* start Provided text *

When will you stop standing in your own way, Anita? Look at yourself—truly look. Stand here in the mirror and face the truth. No more excuses. No more hiding behind grief or the weight of all you’ve carried. Yes, it’s heavy, but you’ve held on to it because it felt easier than letting go.
Grief has been your crutch. You’ve let it stop you from moving, healing, and showing up for yourself. And love? You’ve given yourself to men who could never fully love you back—men who were emotionally unavailable, broken in ways you thought you could fix. Forgive yourself for that. Forgive yourself for loving them when they couldn’t love you in return.
Forgive yourself for not being the mother you thought you could be, for all the ways you feel you fell short. You did the best you could with what you had. And forgive yourself for what happened to you in school, for what happened when you were young. You were a child—innocent, unknowing. You didn’t deserve that, and it wasn’t your fault.
Forgive yourself for being there for everyone else—for pouring love, time, and energy into people who refused to pour back into you. Forgive yourself for letting other people’s insecurities make it hard for you to love yourself.
And Anita, forgive yourself for not understanding the favor God has always had over your life. Your grandmother told your mother you were blessed. She saw it in you before you could see it in yourself. Forgive yourself for letting people who had no intention of helping you step into your purpose stop you.

* end Provided text *
* start Given information *

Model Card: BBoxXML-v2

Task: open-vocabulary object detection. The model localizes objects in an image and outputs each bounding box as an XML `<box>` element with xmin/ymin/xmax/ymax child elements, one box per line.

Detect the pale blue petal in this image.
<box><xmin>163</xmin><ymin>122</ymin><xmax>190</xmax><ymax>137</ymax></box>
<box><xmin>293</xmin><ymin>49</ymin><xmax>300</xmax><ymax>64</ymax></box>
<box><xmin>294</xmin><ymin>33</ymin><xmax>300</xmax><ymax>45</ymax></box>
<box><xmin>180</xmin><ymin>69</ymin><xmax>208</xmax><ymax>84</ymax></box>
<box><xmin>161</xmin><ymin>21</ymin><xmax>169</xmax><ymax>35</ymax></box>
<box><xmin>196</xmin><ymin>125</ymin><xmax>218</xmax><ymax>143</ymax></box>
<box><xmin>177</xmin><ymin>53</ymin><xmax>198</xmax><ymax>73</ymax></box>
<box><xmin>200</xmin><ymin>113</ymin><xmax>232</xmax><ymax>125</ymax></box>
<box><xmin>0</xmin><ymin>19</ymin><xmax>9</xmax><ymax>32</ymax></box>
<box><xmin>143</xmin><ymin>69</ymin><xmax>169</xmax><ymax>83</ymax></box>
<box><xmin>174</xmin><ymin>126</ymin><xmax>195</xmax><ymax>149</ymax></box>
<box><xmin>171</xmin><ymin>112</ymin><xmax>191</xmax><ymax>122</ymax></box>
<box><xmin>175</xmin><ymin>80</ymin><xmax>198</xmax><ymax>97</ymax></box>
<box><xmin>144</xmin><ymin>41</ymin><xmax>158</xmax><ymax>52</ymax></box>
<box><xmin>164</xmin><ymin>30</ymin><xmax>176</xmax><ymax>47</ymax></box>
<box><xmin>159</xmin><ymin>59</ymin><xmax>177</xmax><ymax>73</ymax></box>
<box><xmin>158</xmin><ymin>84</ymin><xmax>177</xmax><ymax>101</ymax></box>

* end Given information *

- _Given request_
Pick up the passage in which Anita talks to herself about forgiveness and continue it from its final sentence.

- _Response to the exercise_
The weight you carry is not just the pain others caused—it’s the pain you’ve held onto within yourself. But now you see it. Now you know. Everything you’ve ever wanted is already yours, waiting on the other side of that door. But to walk through it, you must close every old door—the doors of shame, guilt, self-doubt, and fear.
See yourself as God sees you. See yourself as your grandmother saw you—blessed, strong, and purposeful. Forgive yourself, Anita. For everything. For all the times you didn’t choose you. For all the moments you dimmed your light.
You’ve carried this weight long enough. It’s time to let it go. Give yourself the love, the grace, and the second chance you’ve given to everyone else.
This pain, this truth—it’s yours. But so is the power to rise from it. So, Anita, look at yourself one last time. Will you stay in this mirror, or will you step forward into the life God has been holding for you all along?
The choice is yours.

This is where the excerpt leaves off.